▶ _DATA SECTION_:
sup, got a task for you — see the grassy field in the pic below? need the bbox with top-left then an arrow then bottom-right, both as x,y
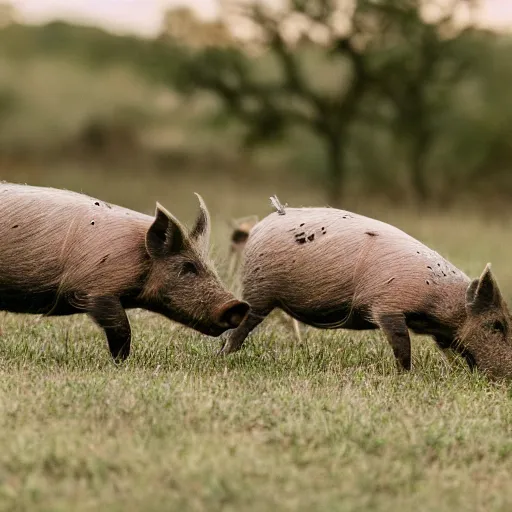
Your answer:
0,172 -> 512,511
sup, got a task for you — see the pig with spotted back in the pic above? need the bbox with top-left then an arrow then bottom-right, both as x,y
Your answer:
222,203 -> 512,379
0,183 -> 249,361
227,215 -> 303,343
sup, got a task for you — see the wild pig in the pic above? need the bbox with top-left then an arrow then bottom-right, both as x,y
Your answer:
227,214 -> 303,343
221,198 -> 512,379
0,183 -> 249,361
227,215 -> 259,280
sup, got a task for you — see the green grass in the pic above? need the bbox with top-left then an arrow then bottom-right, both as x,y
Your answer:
1,172 -> 512,511
0,312 -> 511,511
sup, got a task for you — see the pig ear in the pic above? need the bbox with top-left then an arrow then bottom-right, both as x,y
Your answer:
248,215 -> 259,227
466,263 -> 503,313
146,202 -> 188,258
190,193 -> 211,253
229,216 -> 258,230
241,216 -> 259,231
465,278 -> 479,305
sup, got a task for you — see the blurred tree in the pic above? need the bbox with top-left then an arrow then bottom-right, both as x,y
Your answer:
161,7 -> 233,49
449,33 -> 512,195
176,0 -> 483,205
0,21 -> 184,86
362,0 -> 479,203
177,0 -> 373,206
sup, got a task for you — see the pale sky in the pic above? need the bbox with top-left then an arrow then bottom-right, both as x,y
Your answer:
10,0 -> 512,37
11,0 -> 220,36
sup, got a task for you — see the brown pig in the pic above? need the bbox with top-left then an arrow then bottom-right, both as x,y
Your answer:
221,198 -> 512,379
227,214 -> 303,343
0,183 -> 249,361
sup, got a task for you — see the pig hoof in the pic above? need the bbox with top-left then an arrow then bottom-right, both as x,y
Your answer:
218,345 -> 230,356
218,343 -> 238,356
111,353 -> 130,365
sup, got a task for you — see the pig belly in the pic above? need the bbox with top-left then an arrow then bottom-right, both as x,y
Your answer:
279,301 -> 378,330
0,285 -> 80,316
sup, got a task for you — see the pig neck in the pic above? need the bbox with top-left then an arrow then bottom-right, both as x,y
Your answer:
103,220 -> 153,310
120,282 -> 150,310
408,276 -> 470,340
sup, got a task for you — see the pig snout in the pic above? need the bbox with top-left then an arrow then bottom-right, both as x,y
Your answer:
215,299 -> 250,330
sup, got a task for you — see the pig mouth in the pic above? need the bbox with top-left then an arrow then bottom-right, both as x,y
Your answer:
452,343 -> 477,371
194,323 -> 227,337
167,311 -> 230,337
169,300 -> 249,337
180,316 -> 229,337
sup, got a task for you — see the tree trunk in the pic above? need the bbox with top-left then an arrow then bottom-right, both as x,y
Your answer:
410,138 -> 428,205
325,134 -> 344,208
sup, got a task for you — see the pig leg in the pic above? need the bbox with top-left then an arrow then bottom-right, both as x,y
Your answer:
87,296 -> 131,362
375,312 -> 411,370
219,309 -> 272,355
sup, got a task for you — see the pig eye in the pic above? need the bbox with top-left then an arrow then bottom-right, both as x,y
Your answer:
492,320 -> 506,334
181,262 -> 198,276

▶ _TASK DESCRIPTION_:
Copy out the material word for word, without any images.

▶ _RESPONSE TO THE TASK_:
sup, got a task for you — see the grassy field in the pic below? need the bbox with top-left then an arrow then bottom-right, both as x,y
Your answer:
0,172 -> 512,511
sup, got a task for you — see the pig with spotted back in the pic above? need the bbox with top-left then an arrow then bottom-right, both as x,y
Your answer:
222,203 -> 512,379
0,183 -> 249,361
227,215 -> 303,343
sup, got a task for you — see the wild pig in the pic above? need the bbox with top-left then an arrow then bottom-right, both as x,y
Your answer:
227,214 -> 303,343
221,198 -> 512,379
0,183 -> 249,361
227,215 -> 259,280
sup, got a task for you — see the green grass in the pic above? need the bbox with top-left then an arrow then bottom-right, both as x,y
Your answer:
1,172 -> 512,511
0,312 -> 511,511
sup, got a task for you — see the pig ear in the pic above? need the bbox with top-left then an arrow then bottom-right, both as x,y
Your answer:
248,215 -> 259,227
466,263 -> 503,313
146,202 -> 188,258
190,193 -> 211,253
229,216 -> 258,230
241,216 -> 259,231
465,278 -> 479,305
sup, got a task for you — see the blurred tree in the pic above? need the bbox with top-left then an arrow then bottom-right, both as x,y
Your answer:
161,7 -> 233,49
449,33 -> 512,195
176,0 -> 483,205
0,21 -> 184,86
362,0 -> 479,203
177,0 -> 373,206
sup, got a task for you — see the pale sky in the pic above? need the bbox with top-left then an arrow then bottom-right, both as x,y
Your answer:
10,0 -> 512,37
11,0 -> 220,36
sup, got a task for you — see the brown pig in the pic above? need the bbox with top-left then an arrow then bottom-right, both as x,y
Your answer:
221,198 -> 512,379
227,214 -> 303,343
0,183 -> 249,361
sup, got a task for you — see the pig hoof in the pic above? need the bbox with top-left then an arrow then bottom-right, both as x,y
Your answer:
218,345 -> 230,356
218,343 -> 238,356
111,353 -> 130,365
sup, got a task for you — see the pig belly in the pic above? need the bbox with top-left then an arrow then bottom-right, both as x,y
Your answer:
279,301 -> 378,330
0,285 -> 80,316
sup, got a task for you — see the pig neck in the pic above? need the bbox with top-left then an arrow then bottom-right, both as x,y
Your answer:
103,220 -> 153,310
120,282 -> 150,310
408,276 -> 470,340
sup, got a task for you — see the pig snout in the pic above? need the bbox with top-left then an arrow then bottom-right, both as x,y
Your answer:
215,299 -> 250,330
sup, got a task for you — see the pig mouth in the pic above? need the bbox with top-left then an arrow then bottom-right, both as x,y
Your answer:
452,343 -> 477,371
194,323 -> 227,337
167,311 -> 230,337
169,300 -> 249,337
180,316 -> 229,337
sup, got a task for you — see the tree trunk in the pic above? need the bbox with top-left then an arrow then bottom-right, both as x,y
Your answer:
410,138 -> 428,205
325,134 -> 344,208
sup, got a task for you — see the pig leg in the pic above? need the bbox with top-left then an arrow then bottom-right, both as x,y
Your answer:
87,296 -> 131,362
375,312 -> 411,370
219,309 -> 272,355
sup, got a task for you — see the pig eye in the pic above? need the bbox with top-left then an arrow then bottom-right, both as x,y
Your answer:
492,320 -> 506,334
181,262 -> 198,276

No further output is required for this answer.